What needs to be done
Your task is to restate exactly the lines from the one holding "Expected behaviour: for every instance of the black" to the end of the entries below, inclusive.
- - - - -
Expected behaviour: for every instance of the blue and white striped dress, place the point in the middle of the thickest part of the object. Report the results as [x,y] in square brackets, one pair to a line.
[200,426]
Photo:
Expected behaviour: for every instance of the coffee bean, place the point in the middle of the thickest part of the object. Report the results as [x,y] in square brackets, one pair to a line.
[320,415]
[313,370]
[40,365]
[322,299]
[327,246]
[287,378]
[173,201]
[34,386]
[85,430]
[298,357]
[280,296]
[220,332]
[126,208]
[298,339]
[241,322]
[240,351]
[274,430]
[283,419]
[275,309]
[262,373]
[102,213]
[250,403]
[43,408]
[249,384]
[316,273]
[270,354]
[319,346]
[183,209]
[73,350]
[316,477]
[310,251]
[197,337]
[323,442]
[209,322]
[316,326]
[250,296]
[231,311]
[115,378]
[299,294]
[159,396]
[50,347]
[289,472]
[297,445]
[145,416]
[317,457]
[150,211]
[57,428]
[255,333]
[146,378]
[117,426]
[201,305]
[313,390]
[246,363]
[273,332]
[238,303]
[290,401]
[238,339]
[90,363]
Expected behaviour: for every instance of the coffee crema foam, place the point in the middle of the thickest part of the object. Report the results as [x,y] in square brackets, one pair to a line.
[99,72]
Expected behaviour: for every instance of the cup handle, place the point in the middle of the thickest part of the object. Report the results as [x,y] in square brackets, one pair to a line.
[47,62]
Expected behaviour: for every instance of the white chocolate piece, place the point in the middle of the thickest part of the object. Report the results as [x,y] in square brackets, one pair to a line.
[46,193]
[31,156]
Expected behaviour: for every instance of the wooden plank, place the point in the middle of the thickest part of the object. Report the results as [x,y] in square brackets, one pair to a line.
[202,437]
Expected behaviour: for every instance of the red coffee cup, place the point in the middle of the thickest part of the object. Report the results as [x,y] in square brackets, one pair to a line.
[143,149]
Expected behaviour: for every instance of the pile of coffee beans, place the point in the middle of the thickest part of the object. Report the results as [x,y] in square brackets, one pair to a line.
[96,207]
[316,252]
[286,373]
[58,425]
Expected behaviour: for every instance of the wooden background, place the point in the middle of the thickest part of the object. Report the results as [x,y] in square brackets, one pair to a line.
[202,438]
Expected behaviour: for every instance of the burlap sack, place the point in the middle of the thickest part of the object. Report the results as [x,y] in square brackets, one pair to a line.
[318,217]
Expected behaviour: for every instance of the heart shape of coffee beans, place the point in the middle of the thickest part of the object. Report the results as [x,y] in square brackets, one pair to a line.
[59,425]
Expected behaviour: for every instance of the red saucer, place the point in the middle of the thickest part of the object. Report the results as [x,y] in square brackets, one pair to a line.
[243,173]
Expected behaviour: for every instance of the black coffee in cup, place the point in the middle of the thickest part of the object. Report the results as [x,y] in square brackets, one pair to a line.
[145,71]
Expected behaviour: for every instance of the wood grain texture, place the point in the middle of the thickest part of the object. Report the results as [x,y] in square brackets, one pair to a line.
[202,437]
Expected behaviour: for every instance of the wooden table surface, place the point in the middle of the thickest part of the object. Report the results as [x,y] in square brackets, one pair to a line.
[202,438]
- - - - -
Solution to this exercise
Expected behaviour: for every instance of the black coffee in cup, place the point in the middle of the thickest part of the object. Report the results as [x,y] in square brackets, one pair to a line.
[145,71]
Expected behaviour: for every instance of the wood grain texture, place the point in the middle of the thickest part of the object. Report the results as [x,y] in square brackets, one pair to a line.
[202,437]
Expected behaviour: for every instance of the wooden table surface, place the point in the middle of the thickest part of the object. Report the results as [x,y] in square brackets, one pair to a line.
[202,438]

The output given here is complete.